> **WHAT YOU HAVE TO DO**: Copy only the lines from the one containing "formatted as [116,437]." through the final line of the records below, exactly as written, with no pictures.

> **Some records**:
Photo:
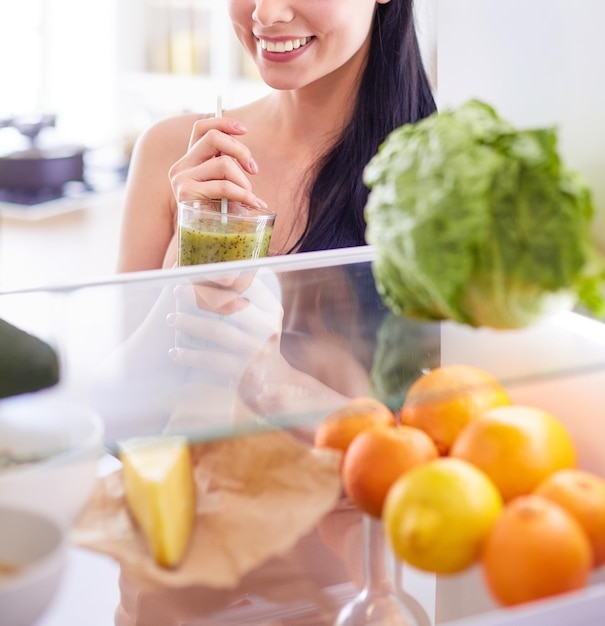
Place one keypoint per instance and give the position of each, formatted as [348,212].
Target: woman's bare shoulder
[172,133]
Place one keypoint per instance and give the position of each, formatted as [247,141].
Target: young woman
[344,73]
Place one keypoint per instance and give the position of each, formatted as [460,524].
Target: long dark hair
[394,90]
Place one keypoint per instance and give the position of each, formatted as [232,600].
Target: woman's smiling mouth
[287,45]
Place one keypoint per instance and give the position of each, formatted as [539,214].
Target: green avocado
[26,363]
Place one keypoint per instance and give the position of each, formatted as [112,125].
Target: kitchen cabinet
[178,55]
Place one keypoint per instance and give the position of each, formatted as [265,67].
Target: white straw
[219,113]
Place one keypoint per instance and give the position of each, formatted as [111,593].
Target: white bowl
[58,443]
[33,551]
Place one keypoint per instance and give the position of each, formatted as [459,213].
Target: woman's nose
[268,12]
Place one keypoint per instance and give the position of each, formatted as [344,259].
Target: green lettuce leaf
[477,221]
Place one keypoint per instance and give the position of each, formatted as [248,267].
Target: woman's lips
[283,49]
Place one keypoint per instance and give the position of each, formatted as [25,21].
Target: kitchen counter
[77,241]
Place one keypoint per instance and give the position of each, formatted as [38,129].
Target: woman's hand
[216,164]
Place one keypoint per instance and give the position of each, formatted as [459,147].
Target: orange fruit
[377,457]
[437,515]
[444,400]
[536,549]
[583,495]
[339,428]
[517,447]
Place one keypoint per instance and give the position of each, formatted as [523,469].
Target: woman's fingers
[216,165]
[213,137]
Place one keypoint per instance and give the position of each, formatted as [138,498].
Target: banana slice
[160,491]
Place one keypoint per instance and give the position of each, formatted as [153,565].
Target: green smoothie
[212,241]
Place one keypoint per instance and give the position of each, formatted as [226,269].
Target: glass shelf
[314,333]
[337,340]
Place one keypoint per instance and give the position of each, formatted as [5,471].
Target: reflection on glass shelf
[312,333]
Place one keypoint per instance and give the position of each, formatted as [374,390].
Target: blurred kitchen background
[80,79]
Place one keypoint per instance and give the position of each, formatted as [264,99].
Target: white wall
[60,56]
[540,63]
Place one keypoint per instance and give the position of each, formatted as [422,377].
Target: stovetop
[102,175]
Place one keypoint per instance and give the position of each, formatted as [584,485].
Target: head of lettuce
[476,221]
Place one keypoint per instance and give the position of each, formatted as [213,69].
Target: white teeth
[283,46]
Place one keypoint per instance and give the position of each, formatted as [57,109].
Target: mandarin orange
[377,457]
[339,428]
[445,399]
[535,549]
[583,495]
[517,447]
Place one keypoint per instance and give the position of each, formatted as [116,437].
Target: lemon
[160,492]
[438,514]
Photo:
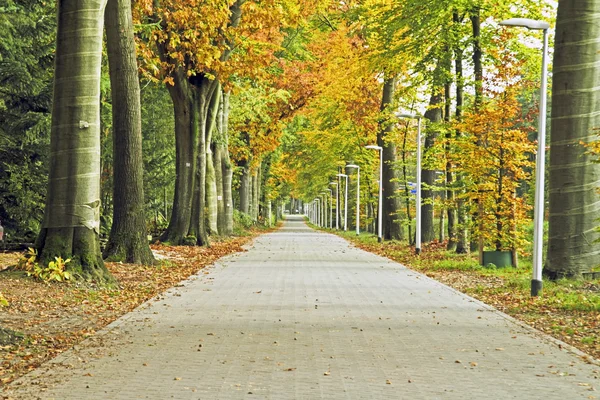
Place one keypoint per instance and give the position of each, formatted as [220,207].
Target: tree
[573,245]
[28,32]
[128,237]
[391,204]
[71,216]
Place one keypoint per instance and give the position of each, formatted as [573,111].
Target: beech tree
[71,217]
[573,245]
[128,237]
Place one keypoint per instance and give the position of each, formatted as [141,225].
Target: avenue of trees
[121,119]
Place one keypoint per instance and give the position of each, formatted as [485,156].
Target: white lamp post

> **TASK OUTPUT**:
Place one keypoint per instance and give the position of each, formatted as [116,437].
Target: lemon
[160,492]
[438,514]
Photo:
Place one keypoint per instance and give the position of each, formatted as [220,207].
Target: tree
[573,245]
[28,32]
[128,237]
[391,204]
[71,216]
Place one keypoint per instance and give the position of each, formatted as [573,111].
Target: beech tree
[71,217]
[573,245]
[128,237]
Place one keypoint per instance and give the position of each, formatted as [141,225].
Target: avenue of trees
[121,119]
Place one keypoint per instance and give the position of each, formatted as [485,156].
Target: white lamp post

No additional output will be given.